● Data shown:
******************************

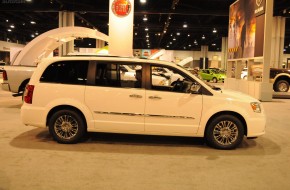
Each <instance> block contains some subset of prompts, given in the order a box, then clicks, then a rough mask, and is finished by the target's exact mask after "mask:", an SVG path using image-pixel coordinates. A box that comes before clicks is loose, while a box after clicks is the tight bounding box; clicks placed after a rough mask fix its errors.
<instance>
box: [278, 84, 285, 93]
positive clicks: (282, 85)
mask: <svg viewBox="0 0 290 190" xmlns="http://www.w3.org/2000/svg"><path fill="white" fill-rule="evenodd" d="M278 88H279V91H280V92H286V91H287V84H286V83H280V84H279V86H278Z"/></svg>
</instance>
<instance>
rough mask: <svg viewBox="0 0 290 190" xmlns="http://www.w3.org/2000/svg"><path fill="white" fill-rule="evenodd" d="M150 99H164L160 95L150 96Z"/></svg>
mask: <svg viewBox="0 0 290 190" xmlns="http://www.w3.org/2000/svg"><path fill="white" fill-rule="evenodd" d="M149 99H157V100H160V99H162V98H161V97H159V96H149Z"/></svg>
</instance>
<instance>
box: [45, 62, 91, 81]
mask: <svg viewBox="0 0 290 190" xmlns="http://www.w3.org/2000/svg"><path fill="white" fill-rule="evenodd" d="M88 63H89V62H88V61H61V62H56V63H53V64H51V65H49V66H48V67H47V68H46V70H45V71H44V73H43V74H42V76H41V78H40V81H41V82H50V83H63V84H86V81H87V71H88Z"/></svg>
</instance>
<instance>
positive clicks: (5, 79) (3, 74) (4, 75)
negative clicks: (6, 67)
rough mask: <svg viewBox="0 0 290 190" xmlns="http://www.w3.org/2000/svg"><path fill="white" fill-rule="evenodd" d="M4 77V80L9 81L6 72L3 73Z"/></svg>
mask: <svg viewBox="0 0 290 190" xmlns="http://www.w3.org/2000/svg"><path fill="white" fill-rule="evenodd" d="M2 76H3V80H8V77H7V73H6V71H5V70H4V71H3V72H2Z"/></svg>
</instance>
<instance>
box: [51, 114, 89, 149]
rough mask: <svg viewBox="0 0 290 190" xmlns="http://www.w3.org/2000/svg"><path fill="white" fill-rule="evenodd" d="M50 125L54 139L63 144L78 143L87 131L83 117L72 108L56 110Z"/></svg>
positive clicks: (52, 115) (52, 117) (70, 143)
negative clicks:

******************************

● Work required: Copy every line of the records above word for word, leaving out the pictures.

● Answer to this exercise:
Each <instance> block contains some subset of prompts, given in the order a box, then clicks, then a rough mask, and is finished by the target's exact mask after "mask:", an SVG path using image-pixel coordinates. A box that comes before clicks is loose, while a box after clicks is the tight bounding box; clicks placed after a rough mask fix its errors.
<instance>
box: [278, 84, 285, 93]
positive clicks: (282, 85)
mask: <svg viewBox="0 0 290 190" xmlns="http://www.w3.org/2000/svg"><path fill="white" fill-rule="evenodd" d="M278 88H279V91H280V92H286V91H287V84H286V83H280V84H279V86H278Z"/></svg>
</instance>
<instance>
rough mask: <svg viewBox="0 0 290 190" xmlns="http://www.w3.org/2000/svg"><path fill="white" fill-rule="evenodd" d="M150 99H164L160 95L150 96Z"/></svg>
mask: <svg viewBox="0 0 290 190" xmlns="http://www.w3.org/2000/svg"><path fill="white" fill-rule="evenodd" d="M149 99H157V100H160V99H162V98H161V97H159V96H149Z"/></svg>
</instance>
<instance>
box: [45, 62, 91, 81]
mask: <svg viewBox="0 0 290 190" xmlns="http://www.w3.org/2000/svg"><path fill="white" fill-rule="evenodd" d="M88 63H89V62H88V61H61V62H56V63H53V64H51V65H49V66H48V67H47V68H46V70H45V71H44V73H43V74H42V76H41V78H40V81H41V82H50V83H63V84H86V81H87V71H88Z"/></svg>
</instance>
<instance>
positive clicks: (5, 79) (3, 74) (4, 75)
negative clicks: (6, 67)
rough mask: <svg viewBox="0 0 290 190" xmlns="http://www.w3.org/2000/svg"><path fill="white" fill-rule="evenodd" d="M4 77V80L9 81L6 72L3 73Z"/></svg>
mask: <svg viewBox="0 0 290 190" xmlns="http://www.w3.org/2000/svg"><path fill="white" fill-rule="evenodd" d="M2 76H3V80H8V77H7V73H6V71H5V70H4V71H3V72H2Z"/></svg>
</instance>
<instance>
box: [51, 114, 89, 149]
rough mask: <svg viewBox="0 0 290 190" xmlns="http://www.w3.org/2000/svg"><path fill="white" fill-rule="evenodd" d="M50 125L54 139L63 144L78 143L87 131L83 117L72 108L56 110Z"/></svg>
positive clicks: (52, 115) (52, 117) (70, 143)
negative clicks:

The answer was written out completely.